What you are asked to do:
Give again the lines of the data from its first line through the line with "Target: striped swim trunks". Change nothing.

Task data:
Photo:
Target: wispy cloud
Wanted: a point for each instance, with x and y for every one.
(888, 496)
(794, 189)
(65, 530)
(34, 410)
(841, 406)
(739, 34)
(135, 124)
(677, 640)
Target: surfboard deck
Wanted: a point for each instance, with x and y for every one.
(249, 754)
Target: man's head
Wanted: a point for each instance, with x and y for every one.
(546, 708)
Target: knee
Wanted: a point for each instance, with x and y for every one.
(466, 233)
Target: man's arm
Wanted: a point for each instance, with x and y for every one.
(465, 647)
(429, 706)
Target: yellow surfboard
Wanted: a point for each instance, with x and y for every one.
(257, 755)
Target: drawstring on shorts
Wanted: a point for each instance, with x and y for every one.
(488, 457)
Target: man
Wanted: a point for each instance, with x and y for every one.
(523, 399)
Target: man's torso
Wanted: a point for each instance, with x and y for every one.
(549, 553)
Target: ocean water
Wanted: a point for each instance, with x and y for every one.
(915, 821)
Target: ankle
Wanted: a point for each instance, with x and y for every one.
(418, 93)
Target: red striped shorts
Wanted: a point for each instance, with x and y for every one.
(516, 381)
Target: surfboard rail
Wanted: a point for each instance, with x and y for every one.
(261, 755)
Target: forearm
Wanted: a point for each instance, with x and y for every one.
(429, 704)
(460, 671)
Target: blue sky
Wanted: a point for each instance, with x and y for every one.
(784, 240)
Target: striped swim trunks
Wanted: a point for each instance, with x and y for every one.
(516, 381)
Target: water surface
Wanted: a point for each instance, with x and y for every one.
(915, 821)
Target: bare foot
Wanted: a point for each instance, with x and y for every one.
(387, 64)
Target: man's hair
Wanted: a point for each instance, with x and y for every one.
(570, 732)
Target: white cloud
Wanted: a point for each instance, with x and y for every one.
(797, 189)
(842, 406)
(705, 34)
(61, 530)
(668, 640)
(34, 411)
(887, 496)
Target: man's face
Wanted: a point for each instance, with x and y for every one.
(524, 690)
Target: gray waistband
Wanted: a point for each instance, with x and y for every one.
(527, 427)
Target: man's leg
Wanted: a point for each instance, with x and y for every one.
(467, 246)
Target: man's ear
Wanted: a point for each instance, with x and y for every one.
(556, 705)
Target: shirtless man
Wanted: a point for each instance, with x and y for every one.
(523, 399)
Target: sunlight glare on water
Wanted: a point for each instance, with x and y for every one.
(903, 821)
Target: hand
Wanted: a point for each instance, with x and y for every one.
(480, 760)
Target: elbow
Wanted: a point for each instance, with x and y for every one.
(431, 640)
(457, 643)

Result of this task:
Photo:
Target: wispy cloud
Wanted: a point for each instance, with x and y for every one.
(888, 496)
(794, 189)
(65, 530)
(34, 410)
(841, 406)
(739, 34)
(135, 124)
(677, 640)
Target: surfboard deck
Wanted: a point for each instance, with x and y for every one.
(249, 754)
Target: man's head
Wanted: a point for each instance, with x and y for every one.
(546, 708)
Target: knee
Wanted: a point for each instance, with x and y for every one.
(466, 233)
Target: man's arm
Wanted: a point for each instance, with x and y for every one.
(465, 647)
(429, 706)
Target: yellow surfboard
Wanted: a point for each instance, with x and y for every one.
(257, 755)
Target: drawstring on shorts
Wanted: a point for each instance, with x and y for every one.
(488, 457)
Target: man
Wanted: a point for each instance, with x and y for every one.
(523, 399)
Target: man's torso
Wanted: a point for each instance, with x and y for every one.
(549, 553)
Target: ocean water
Wanted: a point for each instance, with x and y for every one.
(915, 821)
Target: ankle
Wanted: a point for each instance, with x and y for every one.
(418, 93)
Target: red striped shorts
Wanted: a point for each instance, with x and y for every one.
(516, 381)
Target: surfboard rail
Wanted: a point for each instance, with x and y for every one.
(261, 755)
Target: forearm
Wanted: a point for each instance, with x and y for every one.
(429, 704)
(460, 671)
Target: blue sky
Wanted: a point for each instance, with x and y for every one.
(784, 240)
Target: striped swim trunks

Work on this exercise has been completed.